**KUTIPAN TERPILIH:**
↓↓↓
Resep Hidup Bahagia

Tazkiyatun Nufus


  

Seandainya kita bertanya kepada orang-orang di sekeliling kita dari
berbagai agama, bangsa, profesi dan status sosial tentang cita-cita
mereka hidup di dunia ini tentu jawaban mereka sama “kami ingin bahagia”.
Bahagia adalah keinginan dan cita-cita semua orang. Orang mukmin ingin
bahagia demikian juga orang kafir pun ingin bahagia. Orang yang
berprofesi sebagai pencuri pun ingin bahagia dengan profesinya. Melalui
kegiatan menjual diri, seorang pelacur pun ingin bahagia. Meskipun
semua orang ingin bahagia, mayoritas manusia tidak mengetahui bahagia
yang sebenarnya dan tidak mengetahui cara untuk meraihnya. Meskipun ada
sebagian orang merasa gembira dan suka cita saat hidup di dunia akan
tetapi kecemasan, kegalauan dan penyesalan itu merusak suka ria yang
dirasakan. Sehingga sebagian orang selalu merasakan kekhawatiran
mengenai masa depan mereka. Terlebih lagi ketakutan terhadap kematian.
↑↑↑
**DAFTAR BARIS:**
↓↓↓
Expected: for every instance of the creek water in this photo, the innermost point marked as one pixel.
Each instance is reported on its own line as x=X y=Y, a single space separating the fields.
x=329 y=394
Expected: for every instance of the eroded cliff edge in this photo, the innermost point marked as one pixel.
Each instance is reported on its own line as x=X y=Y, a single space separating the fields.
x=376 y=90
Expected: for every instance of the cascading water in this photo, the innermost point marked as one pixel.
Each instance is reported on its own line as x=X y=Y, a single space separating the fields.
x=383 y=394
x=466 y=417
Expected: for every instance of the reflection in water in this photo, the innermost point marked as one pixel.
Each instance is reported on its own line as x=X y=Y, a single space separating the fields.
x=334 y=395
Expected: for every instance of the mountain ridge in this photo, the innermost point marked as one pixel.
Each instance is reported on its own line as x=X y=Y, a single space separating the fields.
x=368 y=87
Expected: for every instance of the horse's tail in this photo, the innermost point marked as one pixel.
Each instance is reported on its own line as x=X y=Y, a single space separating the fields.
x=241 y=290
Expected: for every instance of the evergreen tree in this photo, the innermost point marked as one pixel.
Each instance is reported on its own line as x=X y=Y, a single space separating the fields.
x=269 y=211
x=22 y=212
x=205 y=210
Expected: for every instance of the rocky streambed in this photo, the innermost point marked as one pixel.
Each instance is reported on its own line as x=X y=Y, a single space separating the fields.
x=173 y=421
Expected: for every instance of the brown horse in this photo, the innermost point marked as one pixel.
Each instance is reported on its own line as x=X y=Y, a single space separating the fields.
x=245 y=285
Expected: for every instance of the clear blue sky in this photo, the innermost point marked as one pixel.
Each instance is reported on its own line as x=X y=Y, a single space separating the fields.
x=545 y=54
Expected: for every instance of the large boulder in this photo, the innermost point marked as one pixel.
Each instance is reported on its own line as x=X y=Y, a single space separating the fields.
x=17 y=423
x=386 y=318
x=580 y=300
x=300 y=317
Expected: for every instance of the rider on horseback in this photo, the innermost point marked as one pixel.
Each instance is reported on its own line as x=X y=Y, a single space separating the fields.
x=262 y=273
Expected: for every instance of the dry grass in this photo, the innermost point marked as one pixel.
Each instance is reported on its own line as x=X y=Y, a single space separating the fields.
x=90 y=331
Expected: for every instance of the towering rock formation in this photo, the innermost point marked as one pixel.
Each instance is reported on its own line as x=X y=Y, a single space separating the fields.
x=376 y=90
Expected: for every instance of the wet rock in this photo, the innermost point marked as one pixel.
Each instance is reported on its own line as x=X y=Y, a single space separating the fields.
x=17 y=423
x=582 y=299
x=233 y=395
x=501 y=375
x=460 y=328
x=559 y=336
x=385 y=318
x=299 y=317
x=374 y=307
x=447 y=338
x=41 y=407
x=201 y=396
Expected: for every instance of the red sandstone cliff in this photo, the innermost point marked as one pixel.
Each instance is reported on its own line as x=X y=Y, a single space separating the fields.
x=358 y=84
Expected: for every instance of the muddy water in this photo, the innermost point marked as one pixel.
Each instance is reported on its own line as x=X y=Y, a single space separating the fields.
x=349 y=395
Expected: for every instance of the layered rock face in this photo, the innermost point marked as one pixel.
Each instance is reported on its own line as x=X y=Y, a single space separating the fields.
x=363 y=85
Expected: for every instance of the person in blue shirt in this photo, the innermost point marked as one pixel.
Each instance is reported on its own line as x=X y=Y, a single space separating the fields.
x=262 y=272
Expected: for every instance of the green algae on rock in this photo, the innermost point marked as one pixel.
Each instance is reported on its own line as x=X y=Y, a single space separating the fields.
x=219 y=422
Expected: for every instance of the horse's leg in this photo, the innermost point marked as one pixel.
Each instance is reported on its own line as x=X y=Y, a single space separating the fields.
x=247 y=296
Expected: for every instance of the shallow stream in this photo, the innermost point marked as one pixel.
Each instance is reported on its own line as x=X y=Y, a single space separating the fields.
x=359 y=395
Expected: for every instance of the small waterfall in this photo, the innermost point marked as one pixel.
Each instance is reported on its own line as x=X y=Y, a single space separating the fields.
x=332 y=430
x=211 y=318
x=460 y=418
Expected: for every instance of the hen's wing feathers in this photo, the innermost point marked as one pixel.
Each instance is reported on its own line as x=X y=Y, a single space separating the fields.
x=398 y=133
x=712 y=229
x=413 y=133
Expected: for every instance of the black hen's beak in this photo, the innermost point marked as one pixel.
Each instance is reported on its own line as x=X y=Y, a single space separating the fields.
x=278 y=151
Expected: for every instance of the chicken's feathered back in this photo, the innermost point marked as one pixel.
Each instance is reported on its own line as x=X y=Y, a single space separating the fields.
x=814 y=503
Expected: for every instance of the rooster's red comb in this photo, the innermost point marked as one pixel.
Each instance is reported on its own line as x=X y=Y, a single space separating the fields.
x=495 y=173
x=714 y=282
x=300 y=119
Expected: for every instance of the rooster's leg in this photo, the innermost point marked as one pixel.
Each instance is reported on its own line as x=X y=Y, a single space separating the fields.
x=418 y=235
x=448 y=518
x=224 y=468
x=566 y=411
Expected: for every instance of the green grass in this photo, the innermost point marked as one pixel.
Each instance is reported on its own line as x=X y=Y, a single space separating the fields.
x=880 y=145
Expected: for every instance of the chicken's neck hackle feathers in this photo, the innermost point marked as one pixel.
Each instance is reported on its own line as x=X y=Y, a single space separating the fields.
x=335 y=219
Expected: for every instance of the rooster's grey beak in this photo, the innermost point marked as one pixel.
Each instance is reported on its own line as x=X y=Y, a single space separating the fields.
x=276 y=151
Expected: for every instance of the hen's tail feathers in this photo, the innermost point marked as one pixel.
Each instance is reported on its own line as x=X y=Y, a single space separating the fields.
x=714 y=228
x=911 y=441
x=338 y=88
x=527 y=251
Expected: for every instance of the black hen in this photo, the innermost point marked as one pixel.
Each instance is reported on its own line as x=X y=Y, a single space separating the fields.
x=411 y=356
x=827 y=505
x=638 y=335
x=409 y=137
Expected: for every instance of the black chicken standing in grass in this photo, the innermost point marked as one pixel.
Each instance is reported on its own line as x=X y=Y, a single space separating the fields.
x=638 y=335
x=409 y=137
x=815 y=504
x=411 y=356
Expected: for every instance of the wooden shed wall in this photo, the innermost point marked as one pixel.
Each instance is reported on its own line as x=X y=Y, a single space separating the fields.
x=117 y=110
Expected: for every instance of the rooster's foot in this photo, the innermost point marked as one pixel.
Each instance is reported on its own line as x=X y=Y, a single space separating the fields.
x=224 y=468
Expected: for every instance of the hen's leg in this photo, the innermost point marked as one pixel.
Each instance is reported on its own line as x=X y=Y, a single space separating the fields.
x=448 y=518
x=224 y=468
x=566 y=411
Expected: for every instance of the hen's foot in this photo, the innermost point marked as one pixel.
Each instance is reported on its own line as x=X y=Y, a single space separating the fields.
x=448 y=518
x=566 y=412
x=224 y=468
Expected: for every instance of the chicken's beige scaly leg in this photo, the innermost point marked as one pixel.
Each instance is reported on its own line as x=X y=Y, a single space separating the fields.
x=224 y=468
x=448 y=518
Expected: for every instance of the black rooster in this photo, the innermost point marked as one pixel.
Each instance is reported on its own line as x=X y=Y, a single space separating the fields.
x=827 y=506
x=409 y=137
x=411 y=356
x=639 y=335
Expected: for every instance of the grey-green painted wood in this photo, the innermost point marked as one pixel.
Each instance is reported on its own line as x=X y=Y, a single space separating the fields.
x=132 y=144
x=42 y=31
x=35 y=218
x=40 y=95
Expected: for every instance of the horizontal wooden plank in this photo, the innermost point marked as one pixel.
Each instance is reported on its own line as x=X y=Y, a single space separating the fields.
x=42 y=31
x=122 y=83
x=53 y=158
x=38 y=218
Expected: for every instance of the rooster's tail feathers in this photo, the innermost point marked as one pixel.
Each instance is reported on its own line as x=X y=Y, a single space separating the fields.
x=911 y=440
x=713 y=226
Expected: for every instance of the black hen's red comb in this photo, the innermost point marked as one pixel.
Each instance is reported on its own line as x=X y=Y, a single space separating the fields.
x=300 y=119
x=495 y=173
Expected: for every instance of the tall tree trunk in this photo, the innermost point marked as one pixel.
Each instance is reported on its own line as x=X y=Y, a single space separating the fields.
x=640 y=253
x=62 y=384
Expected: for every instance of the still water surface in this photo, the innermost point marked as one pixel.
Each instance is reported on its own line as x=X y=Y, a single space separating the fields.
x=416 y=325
↑↑↑
**TUJUAN 1:** Ringkas paragraf dalam kutipan tentang hidup bahagia yang diawali "Seandainya kita bertanya" menjadi daftar butir singkat tanpa menghilangkan fakta utamanya.
**TUJUAN 2:** Sebutkan semua perasaan yang menurut kutipan tentang hidup bahagia merusak suka ria yang dirasakan seseorang.
**TUJUAN 3:** Lanjutkan kutipan tentang hidup bahagia, dimulai setelah kalimat terakhirnya.
Baris-baris data tidak berkaitan dengan kutipan tentang hidup bahagia.

**JAWABAN TUGAS 1:**
- Orang dari berbagai agama, bangsa, profesi, dan status sosial bercita-cita sama, yaitu ingin bahagia.
- Keinginan itu dimiliki semua orang: mukmin, kafir, pencuri, bahkan pelacur.
- Mayoritas manusia tidak mengetahui bahagia yang sebenarnya maupun cara meraihnya.
- Sebagian orang merasa gembira di dunia, tetapi kecemasan, kegalauan, dan penyesalan merusak suka ria itu.
- Akibatnya, sebagian orang selalu khawatir akan masa depan, terlebih lagi takut terhadap kematian.

**JAWABAN TUGAS 2:** Kecemasan, kegalauan, dan penyesalan.

**JAWABAN TUGAS 3:**
Allah berfirman dalam surat Al Jumu’ah ayat 8:
قُلْ إِنَّ الْمَوْتَ الَّذِي تَفِرُّونَ مِنْهُ فَإِنَّهُ
مُلاَقِيكُمْ ثُمَّ تُرَدُّونَ إِلَى عَالِمِ الْغَيْبِ وَالشَّهَادَةِ
فَيُنَبِّئُكُم بِمَا كُنتُمْ تَعْمَلُونَ
“Katakanlah: Sesungguhnya kematian yang kamu lari daripadanya,
maka sesungguhnya kematian itu akan menemui kamu, kemudian kamu akan
dikembalikan kepada yang mengetahui yang gaib dan yang nyata, lalu Dia
beritakan kepadamu apa yang telah kamu kerjakan.” (QS. Al Jumu’ah: 8)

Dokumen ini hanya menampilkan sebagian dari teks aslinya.